• _Supplied text_

Now you can ask a call-appropriate question. “Are there any areas of the home that are too warm” might be asked in a Colonial, for example, which are prone to this type of problem. “Do you have any comfort issues,” is a more generic question; “it’s kind of broad, but it gets the customer thinking about it.”

Ask the client to show you to the system. “You get them involved a little bit more. I learned to invite them and get them involved,” Knaak said.

“A customer who is involved is a much better customer. They have a stronger appreciation of the knowledge of service that is needed for their equipment.”

“Sometimes technicians invite their customers to leave,” he said, “but you should invite customers to stay and observe. At times, you may need to ask a customer to step back for a few minutes so you can concentrate on something more involved, like wiring. They will appreciate that.”

If a customer doesn’t want to stick around, give them updates to keep them involved in the process. “It’s a good opportunity to offer a maintenance agreement, discuss your findings, and discuss other possible services. It could tie it back to what they told you at first about comfort issues.”


Fill out the service sticker. In addition to keeping your information handy for the current homeowners, it can be helpful in the home’s resale, keeping your continued service at that residence.

Apply any tags or markers that might be required.

Cycle the equipment at the thermostat. “When our technician goes in that home, he turns the system on at the thermostat. When it’s done, we make sure it cycles off properly.”

Ask what to do with used parts. Give them the option to keep them or have you dispose of them.

Before leaving the house, review features, benefits, and what you did. This tells customers that “By having this done, I am saving money, helping the environment, protecting my family, etc.”

Check with the client again about the maintenance agreement, and ask again about comfort issues (now that they’ve had time to think about it).

• _Tasks_
a: Translate this sentence from the HVAC service call advice into Spanish: "A customer who is involved is a much better customer."
b: Answer these questions from the HVAC service call advice:
(i) In what style of home might a technician ask whether any areas are too warm?
(ii) Apart from keeping your information handy for the current homeowners, how can the service sticker help?
(iii) What two options should the customer be given for used parts?
c: Extend the HVAC service call advice with a few more paragraphs, starting after its last sentence.

• _Data extract_
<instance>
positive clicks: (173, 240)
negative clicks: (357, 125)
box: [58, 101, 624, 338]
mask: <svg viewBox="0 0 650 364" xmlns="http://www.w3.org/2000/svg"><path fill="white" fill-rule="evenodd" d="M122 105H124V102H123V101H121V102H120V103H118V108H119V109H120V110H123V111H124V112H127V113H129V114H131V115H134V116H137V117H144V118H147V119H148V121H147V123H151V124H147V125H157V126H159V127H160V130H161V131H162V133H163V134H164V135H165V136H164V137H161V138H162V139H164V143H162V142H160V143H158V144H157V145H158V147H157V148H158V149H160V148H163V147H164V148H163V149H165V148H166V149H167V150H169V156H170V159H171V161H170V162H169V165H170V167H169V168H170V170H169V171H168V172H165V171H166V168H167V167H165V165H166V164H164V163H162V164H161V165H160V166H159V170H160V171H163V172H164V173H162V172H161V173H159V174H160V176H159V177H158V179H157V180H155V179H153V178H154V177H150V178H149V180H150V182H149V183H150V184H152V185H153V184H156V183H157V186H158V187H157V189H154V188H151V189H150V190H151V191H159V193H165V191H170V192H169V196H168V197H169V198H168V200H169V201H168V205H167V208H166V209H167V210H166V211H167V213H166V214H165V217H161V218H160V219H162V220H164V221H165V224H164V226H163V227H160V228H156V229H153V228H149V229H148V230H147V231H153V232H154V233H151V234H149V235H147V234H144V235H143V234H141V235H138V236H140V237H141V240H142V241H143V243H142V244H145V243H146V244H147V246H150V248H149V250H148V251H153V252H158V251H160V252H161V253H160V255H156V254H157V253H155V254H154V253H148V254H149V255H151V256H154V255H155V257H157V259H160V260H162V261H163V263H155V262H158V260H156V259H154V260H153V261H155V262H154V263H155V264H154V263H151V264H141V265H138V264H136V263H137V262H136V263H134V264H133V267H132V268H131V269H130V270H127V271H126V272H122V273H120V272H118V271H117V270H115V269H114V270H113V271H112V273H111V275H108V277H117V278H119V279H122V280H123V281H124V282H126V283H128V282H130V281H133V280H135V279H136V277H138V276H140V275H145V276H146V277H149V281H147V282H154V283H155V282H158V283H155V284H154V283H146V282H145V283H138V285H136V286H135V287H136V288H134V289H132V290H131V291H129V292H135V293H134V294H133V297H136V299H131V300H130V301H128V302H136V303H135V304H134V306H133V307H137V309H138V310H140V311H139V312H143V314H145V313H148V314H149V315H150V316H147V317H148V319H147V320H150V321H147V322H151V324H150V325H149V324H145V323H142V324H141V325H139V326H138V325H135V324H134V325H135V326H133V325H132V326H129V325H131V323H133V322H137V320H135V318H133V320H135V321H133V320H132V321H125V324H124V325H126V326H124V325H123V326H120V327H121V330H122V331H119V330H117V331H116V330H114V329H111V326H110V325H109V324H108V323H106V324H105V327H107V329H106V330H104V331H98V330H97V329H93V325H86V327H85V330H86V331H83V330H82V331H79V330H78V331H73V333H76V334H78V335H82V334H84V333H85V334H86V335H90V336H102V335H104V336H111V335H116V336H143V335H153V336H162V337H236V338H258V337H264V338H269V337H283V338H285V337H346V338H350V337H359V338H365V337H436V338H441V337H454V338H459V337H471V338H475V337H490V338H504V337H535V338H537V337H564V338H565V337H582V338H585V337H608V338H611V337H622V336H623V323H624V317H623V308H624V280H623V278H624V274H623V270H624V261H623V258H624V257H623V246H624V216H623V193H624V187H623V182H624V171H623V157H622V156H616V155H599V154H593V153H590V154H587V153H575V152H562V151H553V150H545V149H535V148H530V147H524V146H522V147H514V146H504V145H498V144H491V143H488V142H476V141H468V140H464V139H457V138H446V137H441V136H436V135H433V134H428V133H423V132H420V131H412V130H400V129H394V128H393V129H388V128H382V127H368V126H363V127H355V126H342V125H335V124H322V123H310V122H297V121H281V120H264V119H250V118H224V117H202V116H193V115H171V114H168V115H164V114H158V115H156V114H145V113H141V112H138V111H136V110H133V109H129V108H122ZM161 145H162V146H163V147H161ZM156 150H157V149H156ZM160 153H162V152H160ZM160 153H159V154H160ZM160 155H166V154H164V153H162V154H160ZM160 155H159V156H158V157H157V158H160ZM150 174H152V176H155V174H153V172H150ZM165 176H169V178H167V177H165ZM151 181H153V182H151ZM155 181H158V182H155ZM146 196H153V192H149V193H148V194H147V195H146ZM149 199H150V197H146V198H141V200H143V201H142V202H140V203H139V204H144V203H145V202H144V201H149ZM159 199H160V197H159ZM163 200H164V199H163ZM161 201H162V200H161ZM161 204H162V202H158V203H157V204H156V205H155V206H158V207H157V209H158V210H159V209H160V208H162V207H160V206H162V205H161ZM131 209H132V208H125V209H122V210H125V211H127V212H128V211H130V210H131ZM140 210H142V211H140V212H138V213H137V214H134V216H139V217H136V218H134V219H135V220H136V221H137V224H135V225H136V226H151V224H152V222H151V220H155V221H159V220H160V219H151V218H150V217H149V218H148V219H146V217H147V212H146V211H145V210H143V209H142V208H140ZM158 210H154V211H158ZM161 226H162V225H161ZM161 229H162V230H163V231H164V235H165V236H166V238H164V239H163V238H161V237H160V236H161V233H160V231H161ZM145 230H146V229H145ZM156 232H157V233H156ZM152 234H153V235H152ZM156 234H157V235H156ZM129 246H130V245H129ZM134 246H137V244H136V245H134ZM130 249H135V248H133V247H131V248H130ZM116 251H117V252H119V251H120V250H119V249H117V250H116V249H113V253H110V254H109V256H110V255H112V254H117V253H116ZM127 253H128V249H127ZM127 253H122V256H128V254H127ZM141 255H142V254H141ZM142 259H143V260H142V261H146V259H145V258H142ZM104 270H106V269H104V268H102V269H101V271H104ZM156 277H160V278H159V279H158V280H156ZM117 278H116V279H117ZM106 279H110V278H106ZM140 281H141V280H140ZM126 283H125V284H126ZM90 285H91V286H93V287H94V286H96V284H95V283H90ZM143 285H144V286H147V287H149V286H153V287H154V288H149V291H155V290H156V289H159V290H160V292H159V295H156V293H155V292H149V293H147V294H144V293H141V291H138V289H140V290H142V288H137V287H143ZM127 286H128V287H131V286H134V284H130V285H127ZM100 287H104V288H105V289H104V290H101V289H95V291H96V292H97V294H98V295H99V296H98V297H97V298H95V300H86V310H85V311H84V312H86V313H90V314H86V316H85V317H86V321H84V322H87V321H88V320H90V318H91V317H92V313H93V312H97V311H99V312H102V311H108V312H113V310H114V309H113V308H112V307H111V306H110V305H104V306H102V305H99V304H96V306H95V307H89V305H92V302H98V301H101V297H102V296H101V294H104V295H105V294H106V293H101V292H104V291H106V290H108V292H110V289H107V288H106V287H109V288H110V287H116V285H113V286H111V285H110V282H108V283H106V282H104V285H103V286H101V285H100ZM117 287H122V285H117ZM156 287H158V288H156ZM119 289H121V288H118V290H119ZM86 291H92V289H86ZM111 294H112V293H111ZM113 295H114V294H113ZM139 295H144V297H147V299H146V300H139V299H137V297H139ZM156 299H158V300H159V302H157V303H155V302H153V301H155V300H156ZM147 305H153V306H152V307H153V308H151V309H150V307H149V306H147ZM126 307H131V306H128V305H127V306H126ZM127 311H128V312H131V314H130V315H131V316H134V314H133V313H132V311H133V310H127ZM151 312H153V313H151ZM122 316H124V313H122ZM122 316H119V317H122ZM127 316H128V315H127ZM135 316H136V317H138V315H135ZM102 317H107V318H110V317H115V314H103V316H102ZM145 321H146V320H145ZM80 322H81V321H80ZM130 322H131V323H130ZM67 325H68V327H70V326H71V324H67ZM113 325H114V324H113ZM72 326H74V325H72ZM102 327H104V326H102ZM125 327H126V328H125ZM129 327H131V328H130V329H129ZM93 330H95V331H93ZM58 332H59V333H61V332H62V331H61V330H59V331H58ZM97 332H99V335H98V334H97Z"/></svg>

• _Answers to the exercise_
a: Un cliente que participa es un cliente mucho mejor.

b:
(i) A Colonial.
(ii) It can help in the home's resale and keep your continued service at that residence.
(iii) They can keep the parts or have you dispose of them.

c:
Fill out paperwork so that if someone else were to see it, they would understand what was done. “It is very, very important for the customer to have a legible service ticket,” said Knaak.

“They want to know what they paid for. If they can’t, there is a level of frustration or anxiety. They want to know your recommendations for the future, and to know what was done.”

Collect for the job right then and there.

Finally, “Make sure you thank the client for their business. Maybe write something on their paperwork, personalize it a little bit. Ask if a friend or relative could use your services. It may not happen then or there, but something might come up later and they can refer you.”

Ask them if they have any questions, whether there was anything they didn’t understand or were unsure of. “You never know what will come out of it. Be prepared and make sure you follow up.”

Clean up everything you leave, but leave the pen. “If you did some repairs, make sure all those little pieces get picked up and taken out with you.”

If you accidentally break something, let the customer know. “Don’t try to cover it up.”

If you’re doing a repair, quote the price before the repair is made and have the customer sign and initial it before the repair is made. This protects your business as well as making sure the customer is aware of what the work entails.